#### [DO THIS]
Repeat the material in full. Keep every line exactly as it is.

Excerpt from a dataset

○ ○ ○ ○ ○

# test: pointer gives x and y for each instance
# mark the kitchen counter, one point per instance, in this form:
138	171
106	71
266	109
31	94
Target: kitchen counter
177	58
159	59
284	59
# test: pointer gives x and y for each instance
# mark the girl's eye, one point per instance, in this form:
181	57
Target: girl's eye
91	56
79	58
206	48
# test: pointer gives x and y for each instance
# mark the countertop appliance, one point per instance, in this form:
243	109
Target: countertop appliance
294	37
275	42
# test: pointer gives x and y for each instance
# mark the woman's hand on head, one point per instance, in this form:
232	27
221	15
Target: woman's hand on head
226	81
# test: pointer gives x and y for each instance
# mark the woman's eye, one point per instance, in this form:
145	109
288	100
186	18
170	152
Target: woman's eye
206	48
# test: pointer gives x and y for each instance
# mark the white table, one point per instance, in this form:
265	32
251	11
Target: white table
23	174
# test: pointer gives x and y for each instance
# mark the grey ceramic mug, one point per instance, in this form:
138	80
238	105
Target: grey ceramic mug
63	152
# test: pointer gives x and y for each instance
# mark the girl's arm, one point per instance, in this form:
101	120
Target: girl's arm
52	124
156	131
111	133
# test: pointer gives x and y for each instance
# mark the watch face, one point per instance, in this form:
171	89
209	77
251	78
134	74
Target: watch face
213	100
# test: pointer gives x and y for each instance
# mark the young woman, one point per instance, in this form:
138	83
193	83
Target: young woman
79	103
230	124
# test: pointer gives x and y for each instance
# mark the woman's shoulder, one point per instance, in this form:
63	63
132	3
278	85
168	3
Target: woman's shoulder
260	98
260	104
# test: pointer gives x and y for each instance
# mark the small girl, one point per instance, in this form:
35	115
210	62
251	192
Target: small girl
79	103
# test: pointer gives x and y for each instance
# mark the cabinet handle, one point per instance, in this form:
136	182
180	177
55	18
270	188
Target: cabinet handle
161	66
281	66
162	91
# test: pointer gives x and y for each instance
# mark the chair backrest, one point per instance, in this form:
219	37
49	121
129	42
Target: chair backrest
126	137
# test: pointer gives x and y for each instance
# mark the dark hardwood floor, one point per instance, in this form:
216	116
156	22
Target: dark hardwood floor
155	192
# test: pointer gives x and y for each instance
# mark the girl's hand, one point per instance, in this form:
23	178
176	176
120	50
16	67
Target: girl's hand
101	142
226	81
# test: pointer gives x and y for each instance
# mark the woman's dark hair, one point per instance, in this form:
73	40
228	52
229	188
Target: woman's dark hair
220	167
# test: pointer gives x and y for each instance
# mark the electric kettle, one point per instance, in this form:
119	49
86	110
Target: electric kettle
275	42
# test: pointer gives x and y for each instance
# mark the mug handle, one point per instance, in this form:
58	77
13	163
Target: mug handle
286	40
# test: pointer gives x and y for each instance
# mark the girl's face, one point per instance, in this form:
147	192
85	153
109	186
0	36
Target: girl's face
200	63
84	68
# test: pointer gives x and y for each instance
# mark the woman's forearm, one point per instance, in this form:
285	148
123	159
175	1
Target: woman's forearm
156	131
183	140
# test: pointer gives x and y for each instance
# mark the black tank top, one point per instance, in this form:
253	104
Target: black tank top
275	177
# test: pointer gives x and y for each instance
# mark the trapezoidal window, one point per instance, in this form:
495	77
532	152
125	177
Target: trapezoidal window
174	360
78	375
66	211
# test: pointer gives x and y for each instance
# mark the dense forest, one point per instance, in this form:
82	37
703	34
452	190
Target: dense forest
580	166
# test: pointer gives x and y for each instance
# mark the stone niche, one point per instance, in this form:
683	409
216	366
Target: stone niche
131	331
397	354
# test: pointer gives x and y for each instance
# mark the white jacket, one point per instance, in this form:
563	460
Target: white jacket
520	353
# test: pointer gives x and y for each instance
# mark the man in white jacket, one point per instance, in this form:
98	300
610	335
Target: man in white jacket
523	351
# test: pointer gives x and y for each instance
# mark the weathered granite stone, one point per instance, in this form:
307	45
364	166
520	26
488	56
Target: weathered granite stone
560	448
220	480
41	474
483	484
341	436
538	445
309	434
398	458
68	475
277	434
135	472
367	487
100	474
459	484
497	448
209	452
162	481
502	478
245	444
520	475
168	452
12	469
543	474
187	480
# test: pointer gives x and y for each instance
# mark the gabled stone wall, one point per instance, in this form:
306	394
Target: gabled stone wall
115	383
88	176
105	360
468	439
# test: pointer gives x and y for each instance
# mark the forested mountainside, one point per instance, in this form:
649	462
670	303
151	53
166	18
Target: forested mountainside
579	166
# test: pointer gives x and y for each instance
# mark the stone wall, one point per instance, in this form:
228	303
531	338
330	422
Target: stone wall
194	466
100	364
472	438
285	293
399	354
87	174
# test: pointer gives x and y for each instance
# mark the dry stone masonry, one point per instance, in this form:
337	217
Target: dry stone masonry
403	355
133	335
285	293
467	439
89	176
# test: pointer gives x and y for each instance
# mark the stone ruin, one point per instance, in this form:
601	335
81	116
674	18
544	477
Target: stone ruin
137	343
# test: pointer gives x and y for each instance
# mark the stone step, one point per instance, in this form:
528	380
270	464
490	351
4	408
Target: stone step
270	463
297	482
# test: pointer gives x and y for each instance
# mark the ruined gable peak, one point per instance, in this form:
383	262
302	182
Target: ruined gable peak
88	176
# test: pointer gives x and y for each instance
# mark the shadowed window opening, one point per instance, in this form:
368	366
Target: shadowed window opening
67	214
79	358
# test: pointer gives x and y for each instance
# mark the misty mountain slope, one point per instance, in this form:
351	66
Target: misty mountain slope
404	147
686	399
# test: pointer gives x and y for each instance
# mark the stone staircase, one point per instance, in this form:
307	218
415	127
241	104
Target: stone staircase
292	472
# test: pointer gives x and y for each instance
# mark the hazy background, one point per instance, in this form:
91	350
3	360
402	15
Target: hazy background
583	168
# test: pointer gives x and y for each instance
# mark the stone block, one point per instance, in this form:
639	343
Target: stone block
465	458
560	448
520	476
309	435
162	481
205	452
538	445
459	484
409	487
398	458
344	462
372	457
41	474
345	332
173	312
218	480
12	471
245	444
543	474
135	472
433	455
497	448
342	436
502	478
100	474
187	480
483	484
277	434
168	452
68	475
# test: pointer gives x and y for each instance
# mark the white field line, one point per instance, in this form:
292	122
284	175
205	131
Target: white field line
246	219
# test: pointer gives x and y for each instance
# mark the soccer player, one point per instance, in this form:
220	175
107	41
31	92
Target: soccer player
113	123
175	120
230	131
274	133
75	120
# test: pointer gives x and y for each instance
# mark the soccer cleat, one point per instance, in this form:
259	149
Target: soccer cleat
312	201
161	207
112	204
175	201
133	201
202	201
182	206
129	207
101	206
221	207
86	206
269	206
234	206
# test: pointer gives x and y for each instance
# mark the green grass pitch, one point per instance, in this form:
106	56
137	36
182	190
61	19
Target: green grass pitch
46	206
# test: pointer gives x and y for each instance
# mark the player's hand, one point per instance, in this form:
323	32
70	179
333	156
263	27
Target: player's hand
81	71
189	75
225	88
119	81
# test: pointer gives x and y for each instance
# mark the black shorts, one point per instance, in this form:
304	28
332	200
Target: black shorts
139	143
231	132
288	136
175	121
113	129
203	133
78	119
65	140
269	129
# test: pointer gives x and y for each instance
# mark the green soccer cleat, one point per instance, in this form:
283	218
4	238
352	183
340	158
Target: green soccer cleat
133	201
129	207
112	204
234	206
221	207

○ ○ ○ ○ ○

#### [RESULT OF THIS EXERCISE]
# test: pointer gives x and y for each instance
# mark the kitchen counter, one point per instance, in this form:
138	171
106	71
266	109
31	94
Target: kitchen counter
177	58
159	59
284	59
# test: pointer gives x and y for each instance
# mark the girl's eye, one point per instance, in this form:
181	57
Target: girl's eye
91	56
79	58
206	48
# test: pointer gives x and y for each instance
# mark the countertop appliance, one point per instance, in this form:
243	109
Target: countertop appliance
294	37
275	42
# test: pointer gives x and y for each instance
# mark the woman's hand on head, one point per instance, in this form:
232	27
221	15
Target: woman's hand on head
226	81
# test: pointer gives x and y for each instance
# mark the woman's eye, one point per instance, in this form:
145	109
288	100
186	18
170	152
Target: woman's eye
206	48
# test: pointer gives x and y for each instance
# mark the white table, one point per instance, in this form:
265	32
251	11
Target: white table
23	174
# test: pointer gives x and y for each instance
# mark the grey ceramic mug, one point per instance, in this form:
138	80
238	105
Target: grey ceramic mug
63	152
# test: pointer gives x and y for each instance
# mark the girl's arm, one point per instance, in this form:
101	120
Target: girl's arm
52	124
156	131
111	133
# test: pointer gives x and y for each instance
# mark the watch face, one point per instance, in this form:
171	89
209	77
251	78
134	74
Target: watch face
213	100
# test: pointer gives x and y for each instance
# mark the young woman, one point per instance, in this form:
138	83
193	83
Target: young woman
79	103
230	124
# test: pointer gives x and y for each instance
# mark the woman's shoulder, one point per instance, in this form:
63	63
132	3
278	85
168	3
Target: woman's shoulder
260	98
260	104
# test: pointer gives x and y for each instance
# mark the small girl, one point per instance, in this form:
35	115
210	62
251	192
Target: small girl
79	103
# test: pointer gives x and y for each instance
# mark the cabinet handle, one point per instance, in this form:
136	182
180	177
55	18
270	188
Target: cabinet handle
161	66
281	66
162	91
# test: pointer gives x and y for each instance
# mark the chair backrest, one point per instance, in this form:
219	37
49	121
129	42
Target: chair backrest
126	137
# test: pointer gives x and y for each instance
# mark the dark hardwood floor, one point per instance, in this form:
216	116
156	22
Target: dark hardwood floor
155	192
# test: pointer gives x and y for each instance
# mark the girl's hand, one point per instance, in this form:
23	178
176	176
120	50
16	67
Target: girl's hand
101	142
226	81
# test: pointer gives x and y for each instance
# mark the woman's dark hair, one point per instance, in this form:
73	40
228	52
229	188
Target: woman's dark hair
220	167
# test: pointer gives x and y for each instance
# mark the electric kettle, one point per instance, in this form:
119	49
86	110
Target: electric kettle
275	42
# test: pointer gives x and y for each instance
# mark the mug handle, one point per instance, in this form:
58	77
13	163
Target: mug handle
286	40
# test: pointer gives x and y for each instance
# mark the girl's face, one point per instance, in this form:
147	192
85	153
109	186
0	36
Target: girl's face
200	63
84	68
# test: pointer gives x and y for each instance
# mark the woman's forearm, one point per instance, in this form:
285	148
123	159
175	1
Target: woman's forearm
156	131
183	140
# test: pointer gives x and y for each instance
# mark the black tank top, one point per instance, in this form:
253	104
Target: black tank top
275	177
# test: pointer gives x and y for each instance
# mark the trapezoidal window, one point per instance, in this form:
495	77
532	152
125	177
Target: trapezoidal window
174	360
78	375
66	211
# test: pointer gives x and y for each instance
# mark the dense forest, one point per instance, in this form:
82	37
703	34
452	190
Target: dense forest
580	166
# test: pointer gives x and y for each instance
# mark the stone niche, one point per instance, in this form:
683	409
216	366
Target: stone niche
131	331
397	354
# test: pointer gives x and y for each instance
# mark the white jacket, one point per instance, in this form:
563	460
Target: white jacket
520	353
# test: pointer gives x and y for each instance
# mark the man in white jacket, one point per instance, in this form:
98	300
610	335
Target: man in white jacket
523	351
# test: pointer gives x and y for each instance
# mark the weathered granite stone, one point per instance, in this form:
307	45
364	166
520	26
488	56
Target: weathered granite stone
560	448
220	480
41	474
483	484
341	436
538	445
309	434
398	458
68	475
277	434
135	472
367	487
100	474
459	484
497	448
209	452
162	481
502	478
245	444
520	475
168	452
12	469
543	474
187	480
# test: pointer gives x and y for each instance
# mark the gabled stone wall, one point per instance, in this form:
306	394
Target: gabled stone wall
115	383
88	176
105	360
468	439
# test: pointer gives x and y for each instance
# mark the forested mountainside, one point per instance, in this form:
649	462
670	303
151	53
166	18
Target: forested mountainside
579	166
# test: pointer gives x and y for each instance
# mark the stone wall, one point per instance, in this form:
228	303
531	338
330	422
Target: stone wall
194	466
100	364
472	438
285	293
399	354
87	174
# test: pointer gives x and y for each instance
# mark the dry stone masonry, one point per instance, in this form:
337	217
Target: dry stone masonry
403	355
133	335
285	293
467	439
89	176
# test: pointer gives x and y for each instance
# mark the stone ruin, one point per instance, in this form:
601	335
81	116
674	18
544	477
Target: stone ruin
137	343
# test: pointer gives x and y for each instance
# mark the stone step, one point per instance, in this form:
528	380
270	464
490	351
4	408
Target: stone step
270	463
297	482
# test: pointer gives x and y for each instance
# mark the ruined gable peak, one point per instance, in this form:
383	262
302	182
Target: ruined gable peak
88	176
# test: pointer gives x and y for each instance
# mark the shadowed window opening, one point per instance, in this form:
368	366
Target: shadowed window opening
67	214
79	358
# test: pointer gives x and y for each instance
# mark the misty mountain slope, one point per instance, in this form:
351	66
Target: misty mountain slope
404	147
686	399
# test: pointer gives x and y for each instance
# mark the stone staircase, one point per instance, in this form:
307	218
415	127
241	104
Target: stone staircase
292	472
# test: pointer gives x and y for each instance
# mark the hazy background, one point per instance, in this form:
91	350
3	360
402	15
Target: hazy background
583	168
# test: pointer gives x and y for each instance
# mark the stone block, one point per instance, in this form:
639	343
Target: stone block
465	458
560	448
520	476
309	435
162	481
205	452
538	445
459	484
409	487
398	458
344	462
372	457
41	474
345	332
173	312
218	480
12	471
245	444
543	474
135	472
433	455
497	448
342	436
502	478
100	474
187	480
483	484
277	434
168	452
68	475
# test: pointer gives x and y for each instance
# mark the white field line, one point per instance, in this form:
292	122
284	175
205	131
Target: white field line
246	219
# test: pointer gives x and y for each instance
# mark the soccer player, one point per instance, in this form:
220	175
107	41
31	92
Target: soccer player
113	123
175	120
230	131
274	133
75	120
# test: pointer gives x and y for each instance
# mark the soccer cleat, one point per instance, in this form:
259	149
Target: soccer cleat
312	201
161	207
112	204
175	201
133	201
202	201
182	206
129	207
101	206
221	207
86	206
269	206
234	206
# test: pointer gives x and y for each instance
# mark the green grass pitch, one point per instance, in this form:
106	56
137	36
182	190
61	19
Target: green grass pitch
46	206
# test: pointer gives x and y for each instance
# mark the player's hand, one point per instance, in this form:
323	32
70	179
333	156
263	27
Target: player's hand
81	71
189	75
225	88
119	81
# test: pointer gives x and y for each instance
# mark the black shorts, one point per instance, in this form:
304	28
332	200
Target: black shorts
139	143
231	132
288	136
175	121
113	129
203	133
78	119
65	140
269	129
# test: pointer gives x and y for each instance
# mark the green soccer cleat, one point per instance, in this form:
283	218
4	238
352	183
340	158
Target: green soccer cleat
133	201
129	207
112	204
234	206
221	207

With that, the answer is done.